──────── Exercise material

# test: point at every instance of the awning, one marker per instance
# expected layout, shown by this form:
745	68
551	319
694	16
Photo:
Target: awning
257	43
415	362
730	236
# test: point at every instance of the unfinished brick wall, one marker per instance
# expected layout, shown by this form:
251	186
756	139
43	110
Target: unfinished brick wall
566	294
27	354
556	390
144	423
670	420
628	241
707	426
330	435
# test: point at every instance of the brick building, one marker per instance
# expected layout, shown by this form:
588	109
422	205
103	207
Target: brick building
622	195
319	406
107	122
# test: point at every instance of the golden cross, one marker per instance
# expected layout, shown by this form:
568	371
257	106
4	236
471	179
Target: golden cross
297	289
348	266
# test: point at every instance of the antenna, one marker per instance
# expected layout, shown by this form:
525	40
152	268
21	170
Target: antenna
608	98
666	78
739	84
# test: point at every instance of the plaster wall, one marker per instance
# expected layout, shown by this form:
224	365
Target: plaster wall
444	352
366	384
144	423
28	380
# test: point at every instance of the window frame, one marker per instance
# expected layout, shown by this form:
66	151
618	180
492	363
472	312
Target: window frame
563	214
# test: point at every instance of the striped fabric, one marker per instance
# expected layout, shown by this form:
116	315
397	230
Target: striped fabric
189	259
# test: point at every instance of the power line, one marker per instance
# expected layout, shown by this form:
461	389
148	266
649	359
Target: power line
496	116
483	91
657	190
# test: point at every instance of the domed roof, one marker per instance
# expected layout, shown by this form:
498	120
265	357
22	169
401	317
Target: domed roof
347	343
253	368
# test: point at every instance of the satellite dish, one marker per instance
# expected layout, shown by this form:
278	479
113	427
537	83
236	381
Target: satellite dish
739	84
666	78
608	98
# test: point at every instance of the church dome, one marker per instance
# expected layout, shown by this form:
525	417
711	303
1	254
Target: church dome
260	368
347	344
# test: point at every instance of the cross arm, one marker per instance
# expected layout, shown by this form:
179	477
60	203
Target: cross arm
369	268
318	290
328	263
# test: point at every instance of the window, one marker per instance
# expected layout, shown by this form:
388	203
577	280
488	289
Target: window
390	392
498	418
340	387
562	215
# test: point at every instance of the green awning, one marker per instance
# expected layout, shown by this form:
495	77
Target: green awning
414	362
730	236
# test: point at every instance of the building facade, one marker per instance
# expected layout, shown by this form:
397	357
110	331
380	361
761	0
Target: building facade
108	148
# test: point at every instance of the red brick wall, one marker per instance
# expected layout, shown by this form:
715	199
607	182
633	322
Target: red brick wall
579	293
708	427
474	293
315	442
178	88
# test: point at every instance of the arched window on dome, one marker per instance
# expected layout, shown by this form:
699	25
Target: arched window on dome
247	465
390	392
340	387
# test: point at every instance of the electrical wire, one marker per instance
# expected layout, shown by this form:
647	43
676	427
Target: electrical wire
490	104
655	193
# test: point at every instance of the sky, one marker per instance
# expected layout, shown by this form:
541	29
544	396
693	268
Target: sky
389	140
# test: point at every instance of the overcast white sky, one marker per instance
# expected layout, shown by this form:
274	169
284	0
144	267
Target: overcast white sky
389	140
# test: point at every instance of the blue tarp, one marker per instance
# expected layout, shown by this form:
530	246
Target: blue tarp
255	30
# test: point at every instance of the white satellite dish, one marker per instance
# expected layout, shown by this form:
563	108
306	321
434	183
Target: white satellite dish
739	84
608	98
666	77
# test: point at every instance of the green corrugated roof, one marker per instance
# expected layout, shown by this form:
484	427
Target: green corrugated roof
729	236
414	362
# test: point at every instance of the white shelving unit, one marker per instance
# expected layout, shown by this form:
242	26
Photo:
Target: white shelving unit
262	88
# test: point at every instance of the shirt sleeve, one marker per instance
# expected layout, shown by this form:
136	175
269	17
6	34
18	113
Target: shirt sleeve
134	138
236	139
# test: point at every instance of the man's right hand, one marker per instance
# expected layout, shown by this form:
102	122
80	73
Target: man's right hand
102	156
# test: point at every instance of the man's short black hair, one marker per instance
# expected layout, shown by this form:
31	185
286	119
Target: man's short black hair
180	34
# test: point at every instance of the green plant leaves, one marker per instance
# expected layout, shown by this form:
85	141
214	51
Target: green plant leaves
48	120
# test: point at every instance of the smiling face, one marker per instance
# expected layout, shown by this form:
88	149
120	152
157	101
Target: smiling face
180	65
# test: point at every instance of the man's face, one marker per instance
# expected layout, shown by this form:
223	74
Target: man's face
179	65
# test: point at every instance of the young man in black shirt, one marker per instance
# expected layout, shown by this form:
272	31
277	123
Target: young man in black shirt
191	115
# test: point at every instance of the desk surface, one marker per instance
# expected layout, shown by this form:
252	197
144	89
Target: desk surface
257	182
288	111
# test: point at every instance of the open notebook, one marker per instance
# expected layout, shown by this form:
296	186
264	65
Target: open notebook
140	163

────────────────

▶ **Your task**: Everything in the material above needs to be transcribed exactly.

▶ **Solution for this problem**:
# test: point at every instance of the awning, one marker per instance
# expected layout, shown by this form:
745	68
551	319
694	16
Photo:
Target: awning
257	43
415	362
730	236
# test: point at every instance of the unfinished brick wall, one marker per instance
# expected layout, shown by this form:
251	186
756	139
43	110
Target: unfinished brick wall
566	294
27	354
556	390
144	423
670	420
628	241
707	426
330	435
# test: point at every instance of the brick building, one marker per instance
# expected layout, shown by this form:
588	109
422	205
103	207
Target: brick building
622	195
319	406
107	122
# test: point at every instance of the golden cross, one marker per instance
# expected layout, shown by this form:
568	371
257	106
4	236
471	179
Target: golden cross
297	289
348	266
# test: point at every instance of the antenna, one marker per instance
# expected layout, shown by this form:
525	40
152	268
21	170
Target: antenna
608	98
666	78
739	84
# test: point at every instance of the plaster wall, one marker per instance
# expected layout, shown by this form:
224	365
Target: plaster wall
444	352
366	384
144	423
28	380
# test: point at every instance of the window frame, one marker per instance
# expected layout, shown by this form:
66	151
618	180
492	363
472	312
Target: window frame
563	214
# test: point at every instance of the striped fabric, one marker per instance
# expected layout, shown by this form:
116	315
397	230
Target: striped fabric
189	259
# test: point at every instance of the power line, one marker per instance
# expected layout, shown by this form:
461	389
148	266
649	359
Target: power line
496	116
483	91
657	190
# test: point at every instance of the domed roof, one marker per instance
# expected layout, shown by this form:
498	120
265	357
22	169
401	317
Target: domed roof
347	343
253	368
# test: point at every instance of the satellite dish, one marker per instance
# expected layout, shown by this form:
278	479
113	427
537	83
236	381
Target: satellite dish
739	84
666	78
608	98
# test: point at every instance of the church dome, one marker per instance
# expected layout, shown by this form:
525	417
711	303
1	254
Target: church dome
260	368
347	344
# test: point at every instance of the cross arm, one marker per instance
# expected layout, shown by this form:
179	477
60	203
Target: cross arm
369	268
318	290
328	263
# test: point at every instance of the window, one marker per instance
# expected layout, shown by this form:
388	203
577	280
488	289
Target: window
390	392
498	418
340	387
562	215
# test: point at every instance of the green awning, one marker per instance
# expected layout, shown by this form:
495	77
Target: green awning
414	362
730	236
# test: point at every instance of the building facade, one marker per instance
# expected layout, shown by this form:
397	357
110	331
380	361
761	0
Target: building facade
108	148
# test: point at every instance of the red brick wall, one marker per instance
# expected layout, shown by this form:
715	199
607	182
633	322
Target: red brick wall
579	293
708	427
474	293
315	442
178	88
# test: point at every instance of the arched window on dome, one marker per instance
# expected layout, shown by this form:
699	25
Target: arched window on dome
247	465
390	392
340	387
# test: point at every instance of the electrical wire, one marker per instance
# expected layout, shown by this form:
647	43
676	427
Target: electrical wire
490	104
655	193
# test: point at every instance of the sky, one marker per instance
# expected layout, shown by this form:
541	29
544	396
693	268
Target: sky
389	140
# test: point at every instance of the overcast white sky, one marker per instance
# expected layout, shown by this form:
274	169
284	0
144	267
Target: overcast white sky
389	140
# test: point at every instance of the blue tarp, one marker per instance
# expected layout, shown by this form:
530	246
Target: blue tarp
255	30
# test: point at every instance of the white satellite dish, one marker per instance
# expected layout, shown by this form:
563	108
306	321
434	183
Target: white satellite dish
739	84
608	98
666	77
# test: point at every instance of the green corrugated roof, one marker per instance
# expected layout, shown by this form:
484	427
Target: green corrugated roof
729	236
414	362
# test: point at every instance of the white shelving unit, one marker per instance
# expected layout, shown by this form:
242	26
Photo:
Target: white shelving unit
262	88
# test: point at every instance of the shirt sleeve, one marker per instance
# expected layout, shown by this form:
136	175
269	17
6	34
18	113
Target: shirt sleeve
134	138
236	139
# test: point at every instance of the man's right hand, one marker per instance
# expected layout, shown by this form:
102	122
80	73
Target: man's right hand
102	156
# test: point at every instance of the man's short black hair, one marker per instance
# expected layout, shown by this form:
31	185
286	119
Target: man's short black hair
180	34
# test: point at every instance of the green plant leaves, one marker per instance
# expected layout, shown by this form:
85	141
214	51
Target: green plant leaves
48	120
# test: point at every instance of the smiling face, one marker per instance
# expected layout, shown by this form:
88	149
120	152
157	101
Target: smiling face
180	65
# test: point at every instance of the man's face, one marker per instance
# expected layout, shown by this form:
223	74
Target: man's face
179	65
# test: point at every instance of the young man in black shirt, one marker per instance
# expected layout, shown by this form:
272	31
277	123
Target: young man in black shirt
191	115
# test: point at every instance of the desk surface, one marker per instance
# expected layout, shown by this form:
252	197
144	89
Target: desk surface
257	182
288	111
# test: point at every instance of the open notebook, one marker per instance
# expected layout, shown by this form:
296	186
264	65
Target: open notebook
140	163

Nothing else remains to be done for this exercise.